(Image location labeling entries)
____

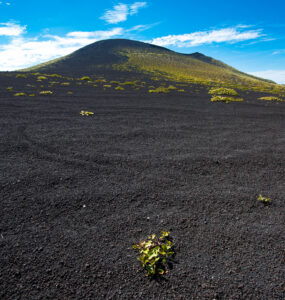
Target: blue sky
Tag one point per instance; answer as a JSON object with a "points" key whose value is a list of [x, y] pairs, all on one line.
{"points": [[248, 35]]}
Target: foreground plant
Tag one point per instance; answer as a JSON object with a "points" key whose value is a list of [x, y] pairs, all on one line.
{"points": [[154, 253], [264, 200], [86, 113]]}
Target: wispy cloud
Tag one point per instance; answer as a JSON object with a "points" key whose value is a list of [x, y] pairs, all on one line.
{"points": [[120, 12], [134, 8], [229, 35], [276, 75], [11, 29], [22, 52]]}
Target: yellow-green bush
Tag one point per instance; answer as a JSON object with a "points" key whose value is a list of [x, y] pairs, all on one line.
{"points": [[46, 93], [225, 99], [223, 91], [40, 78], [85, 78], [160, 89], [270, 98], [20, 94], [21, 76]]}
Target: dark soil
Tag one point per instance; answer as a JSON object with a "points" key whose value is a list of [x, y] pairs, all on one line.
{"points": [[76, 193]]}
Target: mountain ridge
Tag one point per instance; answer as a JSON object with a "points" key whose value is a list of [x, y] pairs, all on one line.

____

* TASK TO CARRY OUT *
Copy out every line of the image location labeling entries above word for word, leaving the pictures out of your answer.

* THE REPLY *
Target: blue sky
Tag one point per instance; answer as a JSON object with a "points" key whose value is a list of [x, y] pairs, all on one line.
{"points": [[248, 35]]}
Target: foreground plant
Tag one point per instance; answer as a JSON object with a "points" key whose value is a list of [x, y] pairs, all on one line.
{"points": [[154, 253], [264, 200], [86, 113]]}
Target: wispy cloud
Tag one point per instance; answer as a JSON object with a "points" key whose value is a list of [x, y] pairs, all on one line.
{"points": [[120, 12], [134, 8], [229, 35], [276, 75], [11, 29], [22, 52]]}
Target: yellow-green bush
Tag one point per instance; answer as a JSON object with a "points" key whose value is a list of [x, y] pairs, all on one line.
{"points": [[46, 93], [225, 99], [223, 91], [40, 78], [85, 78], [160, 89], [270, 98], [20, 94], [21, 76]]}
Target: dark soil
Tag one point per instance; answer as a JSON object with a "points" key whose value is a list of [x, y] pairs, all on one line.
{"points": [[76, 193]]}
Target: mountain ridge
Tag one point per instance; answer as a JSON object with a "points" key whose value is a list of [x, y] pairs, all on one line.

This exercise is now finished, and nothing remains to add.